Trabajo requerido:
• 1. En el texto sobre el álbum Dead Deer, ¿qué canción da título al disco?
• 2. Por favor, retoma el texto sobre el álbum Dead Deer a partir de su última frase.

Gran parte de este Dead Deer se compara con el encuentro de nuestro cuerpo contra el agua. En canciones como When We Fall o Invisible floto haciendo el muerto en un lago, inerte, con el peso de los brazos haciendo de lastre. El agua está tan quieta que siento su textura densa entre mis dedos, que me acomoda y me atrapa al mismo tiempo. «Invisible / I've become invisible». Mi hijo ya duerme entre mis brazos y el calor que siempre desprende su cuerpo me envuelve en un sueño casi febril. A Cover Over y Traveling Through a Sea son dos destellos casi alegres para este álbum, que brillan como un recuerdo alegre en un momento que no lo es tanto. Me mecen las olas, me llevan a casa tomando el camino más largo posible, me mantienen a salvo. Pero el agua también es un castigo y una celda y un enemigo, como en Tidal Wave, donde el canto de sirena de Harris agarra mis tobillos e intenta llevarme a las profundidades del lago. O I'm Dragging a Dead Deer Up a Hill, la canción que da título al disco, un corte oscuro, siniestro, donde las disonancias me trasladan a aguas turbias, a un bosque de algas por el que se cuelan los pocos rayos de sol que quedan. Que todo el álbum esté plagado de referencias a la naturaleza, especialmente al agua en todas sus formas, no es casualidad: sólo la naturaleza tiene la capacidad de ser algo tan profundamente bello, pero a la vez tener tanto potencial para acabar con nuestra vida.

Datos brutos:
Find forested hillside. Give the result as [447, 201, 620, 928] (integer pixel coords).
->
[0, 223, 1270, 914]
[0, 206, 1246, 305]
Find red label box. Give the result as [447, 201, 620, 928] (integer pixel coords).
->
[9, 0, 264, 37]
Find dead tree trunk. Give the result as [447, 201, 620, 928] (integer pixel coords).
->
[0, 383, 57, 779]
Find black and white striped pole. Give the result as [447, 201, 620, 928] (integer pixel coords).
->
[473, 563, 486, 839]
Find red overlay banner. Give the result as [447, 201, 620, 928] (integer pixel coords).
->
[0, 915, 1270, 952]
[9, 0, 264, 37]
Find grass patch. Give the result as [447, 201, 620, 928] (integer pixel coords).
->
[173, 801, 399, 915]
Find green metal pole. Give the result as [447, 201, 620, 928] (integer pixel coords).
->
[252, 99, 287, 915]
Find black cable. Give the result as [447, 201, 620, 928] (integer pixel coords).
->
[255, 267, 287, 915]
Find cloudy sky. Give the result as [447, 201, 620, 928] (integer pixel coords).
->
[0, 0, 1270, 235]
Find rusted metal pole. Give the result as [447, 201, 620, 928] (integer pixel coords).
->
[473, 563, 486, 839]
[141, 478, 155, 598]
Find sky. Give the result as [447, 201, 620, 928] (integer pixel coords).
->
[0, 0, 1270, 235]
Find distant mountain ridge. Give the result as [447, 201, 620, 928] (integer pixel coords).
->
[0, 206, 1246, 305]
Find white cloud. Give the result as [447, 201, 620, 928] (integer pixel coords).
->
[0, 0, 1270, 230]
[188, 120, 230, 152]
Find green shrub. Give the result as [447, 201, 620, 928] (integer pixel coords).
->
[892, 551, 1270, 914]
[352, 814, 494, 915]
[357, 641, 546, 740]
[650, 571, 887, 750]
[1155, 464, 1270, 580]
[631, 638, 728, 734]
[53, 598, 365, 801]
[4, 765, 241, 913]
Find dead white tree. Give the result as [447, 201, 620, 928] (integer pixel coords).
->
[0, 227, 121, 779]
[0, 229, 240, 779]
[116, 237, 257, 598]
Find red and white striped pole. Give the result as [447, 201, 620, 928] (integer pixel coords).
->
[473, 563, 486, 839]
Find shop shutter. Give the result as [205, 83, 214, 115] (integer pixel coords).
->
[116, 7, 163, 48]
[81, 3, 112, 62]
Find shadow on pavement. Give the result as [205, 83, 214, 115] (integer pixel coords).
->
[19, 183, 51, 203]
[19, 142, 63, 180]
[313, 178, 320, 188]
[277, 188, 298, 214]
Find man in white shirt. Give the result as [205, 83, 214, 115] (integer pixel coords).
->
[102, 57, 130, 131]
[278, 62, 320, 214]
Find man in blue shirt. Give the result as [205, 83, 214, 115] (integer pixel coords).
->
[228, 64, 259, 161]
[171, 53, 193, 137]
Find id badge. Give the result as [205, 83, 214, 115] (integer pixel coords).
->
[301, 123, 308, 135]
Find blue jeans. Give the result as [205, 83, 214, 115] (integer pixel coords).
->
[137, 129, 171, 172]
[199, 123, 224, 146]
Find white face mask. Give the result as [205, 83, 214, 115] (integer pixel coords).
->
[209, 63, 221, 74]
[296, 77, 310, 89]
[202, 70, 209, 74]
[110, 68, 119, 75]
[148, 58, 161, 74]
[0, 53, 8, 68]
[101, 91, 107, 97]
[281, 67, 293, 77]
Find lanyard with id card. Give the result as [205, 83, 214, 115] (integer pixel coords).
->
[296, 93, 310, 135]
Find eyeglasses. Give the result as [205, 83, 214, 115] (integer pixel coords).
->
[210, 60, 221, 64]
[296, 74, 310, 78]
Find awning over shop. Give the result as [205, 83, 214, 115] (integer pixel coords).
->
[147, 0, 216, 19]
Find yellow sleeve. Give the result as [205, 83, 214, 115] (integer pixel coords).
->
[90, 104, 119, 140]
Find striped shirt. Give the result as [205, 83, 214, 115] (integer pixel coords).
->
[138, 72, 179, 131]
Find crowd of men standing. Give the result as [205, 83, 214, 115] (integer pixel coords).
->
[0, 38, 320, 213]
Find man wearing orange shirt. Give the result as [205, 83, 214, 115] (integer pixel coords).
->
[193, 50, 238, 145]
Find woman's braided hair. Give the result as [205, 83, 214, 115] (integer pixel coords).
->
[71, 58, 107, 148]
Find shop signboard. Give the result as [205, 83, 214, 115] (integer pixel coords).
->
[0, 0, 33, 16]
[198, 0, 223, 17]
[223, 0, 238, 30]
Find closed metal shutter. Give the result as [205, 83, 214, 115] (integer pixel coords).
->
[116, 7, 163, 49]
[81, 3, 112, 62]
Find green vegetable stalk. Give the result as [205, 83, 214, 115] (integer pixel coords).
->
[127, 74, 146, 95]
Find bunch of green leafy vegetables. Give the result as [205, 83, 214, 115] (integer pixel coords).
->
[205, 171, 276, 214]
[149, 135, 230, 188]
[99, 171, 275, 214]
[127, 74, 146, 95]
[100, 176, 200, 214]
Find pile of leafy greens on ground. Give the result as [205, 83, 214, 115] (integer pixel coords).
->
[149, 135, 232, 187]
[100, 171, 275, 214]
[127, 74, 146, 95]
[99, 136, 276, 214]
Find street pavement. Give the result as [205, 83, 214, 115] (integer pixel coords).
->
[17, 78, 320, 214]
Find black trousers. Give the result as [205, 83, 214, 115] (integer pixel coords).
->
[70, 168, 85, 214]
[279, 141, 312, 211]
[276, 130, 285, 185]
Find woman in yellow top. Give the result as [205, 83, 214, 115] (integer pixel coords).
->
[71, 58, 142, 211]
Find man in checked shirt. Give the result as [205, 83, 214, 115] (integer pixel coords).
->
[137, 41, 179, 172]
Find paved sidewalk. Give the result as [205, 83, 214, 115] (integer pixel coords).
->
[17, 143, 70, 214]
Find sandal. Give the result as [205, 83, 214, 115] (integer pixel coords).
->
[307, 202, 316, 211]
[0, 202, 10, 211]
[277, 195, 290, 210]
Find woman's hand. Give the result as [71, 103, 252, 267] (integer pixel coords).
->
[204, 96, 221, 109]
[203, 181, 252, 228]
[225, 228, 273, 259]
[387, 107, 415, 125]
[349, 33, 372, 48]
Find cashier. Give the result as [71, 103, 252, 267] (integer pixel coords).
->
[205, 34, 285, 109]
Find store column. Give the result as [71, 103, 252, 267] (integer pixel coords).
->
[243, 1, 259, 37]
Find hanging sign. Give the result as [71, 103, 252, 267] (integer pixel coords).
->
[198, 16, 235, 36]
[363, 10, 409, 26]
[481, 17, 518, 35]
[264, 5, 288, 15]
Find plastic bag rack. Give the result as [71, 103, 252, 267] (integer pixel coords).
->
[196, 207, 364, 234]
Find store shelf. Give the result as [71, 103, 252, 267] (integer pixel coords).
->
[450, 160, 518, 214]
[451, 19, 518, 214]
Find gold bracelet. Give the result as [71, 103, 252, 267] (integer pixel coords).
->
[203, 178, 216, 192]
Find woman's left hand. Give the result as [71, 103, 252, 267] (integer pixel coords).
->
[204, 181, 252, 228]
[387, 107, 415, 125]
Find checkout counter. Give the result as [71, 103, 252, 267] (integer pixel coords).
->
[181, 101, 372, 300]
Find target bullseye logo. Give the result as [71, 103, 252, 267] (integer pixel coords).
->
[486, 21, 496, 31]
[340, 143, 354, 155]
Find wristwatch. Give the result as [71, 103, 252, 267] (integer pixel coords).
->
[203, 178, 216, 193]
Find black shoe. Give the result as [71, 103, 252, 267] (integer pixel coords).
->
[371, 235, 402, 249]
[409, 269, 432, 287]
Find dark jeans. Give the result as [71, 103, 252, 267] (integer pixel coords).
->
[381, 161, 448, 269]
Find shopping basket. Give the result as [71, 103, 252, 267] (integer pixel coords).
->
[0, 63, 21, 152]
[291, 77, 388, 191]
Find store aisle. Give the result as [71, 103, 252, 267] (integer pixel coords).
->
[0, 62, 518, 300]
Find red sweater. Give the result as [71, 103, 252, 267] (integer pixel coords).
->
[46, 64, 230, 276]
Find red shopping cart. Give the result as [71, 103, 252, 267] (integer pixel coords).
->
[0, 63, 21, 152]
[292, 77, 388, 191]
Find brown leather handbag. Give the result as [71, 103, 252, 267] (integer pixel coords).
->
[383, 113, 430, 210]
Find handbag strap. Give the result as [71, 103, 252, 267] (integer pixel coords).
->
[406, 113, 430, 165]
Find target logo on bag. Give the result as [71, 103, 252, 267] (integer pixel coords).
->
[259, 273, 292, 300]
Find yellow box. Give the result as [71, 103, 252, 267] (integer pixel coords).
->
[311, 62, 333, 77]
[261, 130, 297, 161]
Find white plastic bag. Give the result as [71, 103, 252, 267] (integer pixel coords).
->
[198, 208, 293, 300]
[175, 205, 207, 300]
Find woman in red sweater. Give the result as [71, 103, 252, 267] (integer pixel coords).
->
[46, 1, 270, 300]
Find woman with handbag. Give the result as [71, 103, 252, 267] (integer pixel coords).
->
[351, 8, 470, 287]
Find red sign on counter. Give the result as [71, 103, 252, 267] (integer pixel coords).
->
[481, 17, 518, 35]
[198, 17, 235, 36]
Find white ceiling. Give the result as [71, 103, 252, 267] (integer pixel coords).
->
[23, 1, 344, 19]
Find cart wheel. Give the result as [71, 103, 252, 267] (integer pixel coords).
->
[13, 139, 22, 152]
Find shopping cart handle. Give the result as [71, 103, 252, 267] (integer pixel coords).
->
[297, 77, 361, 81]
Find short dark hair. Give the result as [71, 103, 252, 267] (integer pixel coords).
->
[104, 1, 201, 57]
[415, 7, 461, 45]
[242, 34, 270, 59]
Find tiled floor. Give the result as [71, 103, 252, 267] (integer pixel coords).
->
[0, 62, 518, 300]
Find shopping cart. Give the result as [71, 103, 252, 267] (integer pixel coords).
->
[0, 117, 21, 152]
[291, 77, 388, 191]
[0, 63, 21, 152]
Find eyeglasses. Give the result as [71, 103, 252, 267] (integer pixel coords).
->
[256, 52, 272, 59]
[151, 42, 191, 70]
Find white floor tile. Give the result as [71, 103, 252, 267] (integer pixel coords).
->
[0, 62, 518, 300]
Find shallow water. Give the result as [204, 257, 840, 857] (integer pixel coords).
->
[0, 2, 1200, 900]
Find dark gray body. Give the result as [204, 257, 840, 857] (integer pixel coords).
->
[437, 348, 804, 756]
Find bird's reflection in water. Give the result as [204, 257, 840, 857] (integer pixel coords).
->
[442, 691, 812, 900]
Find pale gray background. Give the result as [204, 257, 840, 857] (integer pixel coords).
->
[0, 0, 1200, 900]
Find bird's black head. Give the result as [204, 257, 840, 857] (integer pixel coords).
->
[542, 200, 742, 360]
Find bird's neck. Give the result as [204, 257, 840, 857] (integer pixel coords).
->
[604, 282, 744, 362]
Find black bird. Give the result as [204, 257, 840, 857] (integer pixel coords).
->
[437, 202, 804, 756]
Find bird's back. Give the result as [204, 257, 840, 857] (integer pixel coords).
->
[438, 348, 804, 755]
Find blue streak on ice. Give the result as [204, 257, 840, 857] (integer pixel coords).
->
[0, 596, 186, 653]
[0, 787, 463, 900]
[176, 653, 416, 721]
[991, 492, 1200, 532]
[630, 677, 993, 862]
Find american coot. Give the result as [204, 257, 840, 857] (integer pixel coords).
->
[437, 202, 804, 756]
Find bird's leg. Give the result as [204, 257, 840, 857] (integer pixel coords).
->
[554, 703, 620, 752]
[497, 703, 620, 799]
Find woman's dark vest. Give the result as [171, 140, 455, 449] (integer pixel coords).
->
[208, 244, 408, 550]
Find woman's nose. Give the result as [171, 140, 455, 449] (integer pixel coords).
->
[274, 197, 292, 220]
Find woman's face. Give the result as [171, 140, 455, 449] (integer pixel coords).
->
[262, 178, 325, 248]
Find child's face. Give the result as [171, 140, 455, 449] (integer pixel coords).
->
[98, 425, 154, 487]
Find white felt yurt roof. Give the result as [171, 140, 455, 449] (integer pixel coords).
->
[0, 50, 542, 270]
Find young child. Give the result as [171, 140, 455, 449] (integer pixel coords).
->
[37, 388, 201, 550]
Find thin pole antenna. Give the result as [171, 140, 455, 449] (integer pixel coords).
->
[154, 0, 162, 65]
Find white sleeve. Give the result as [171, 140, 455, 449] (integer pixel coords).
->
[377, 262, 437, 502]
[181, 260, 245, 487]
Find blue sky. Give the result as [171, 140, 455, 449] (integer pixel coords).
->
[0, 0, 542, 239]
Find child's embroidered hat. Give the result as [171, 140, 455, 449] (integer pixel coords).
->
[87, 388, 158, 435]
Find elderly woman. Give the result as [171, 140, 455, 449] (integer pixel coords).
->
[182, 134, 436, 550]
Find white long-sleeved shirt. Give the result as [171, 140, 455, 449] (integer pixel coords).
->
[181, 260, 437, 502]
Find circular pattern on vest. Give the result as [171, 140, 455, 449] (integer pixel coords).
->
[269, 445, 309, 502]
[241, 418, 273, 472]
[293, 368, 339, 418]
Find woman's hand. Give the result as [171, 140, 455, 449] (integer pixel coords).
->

Respuestas:
• 1. I'm Dragging a Dead Deer Up a Hill.

• 2.
La última canción del disco llega a mi oído a través del auricular y recorre mi cuerpo hasta llegar al cuerpo de mi hijo en el contacto con mi piel. Hemos vencido a otra larga noche. Liz Harris toca la guitarra más clara que escuchamos en este Dragging a Dead Deer Up a Hill. Su voz es suave, casi maternal. Es una melodía dulce, algo infantil, una caricia en el pelo que dura tres minutos. «we’ve all gone to sleep / we’ve all gone to bed / we’re waiting for dreams to fill our heads». Es un regalo que la última canción se llame We’ve All Gone to Sleep. Es un regalo que mi hijo, sin saberlo, me haya hecho enamorarme de este disco.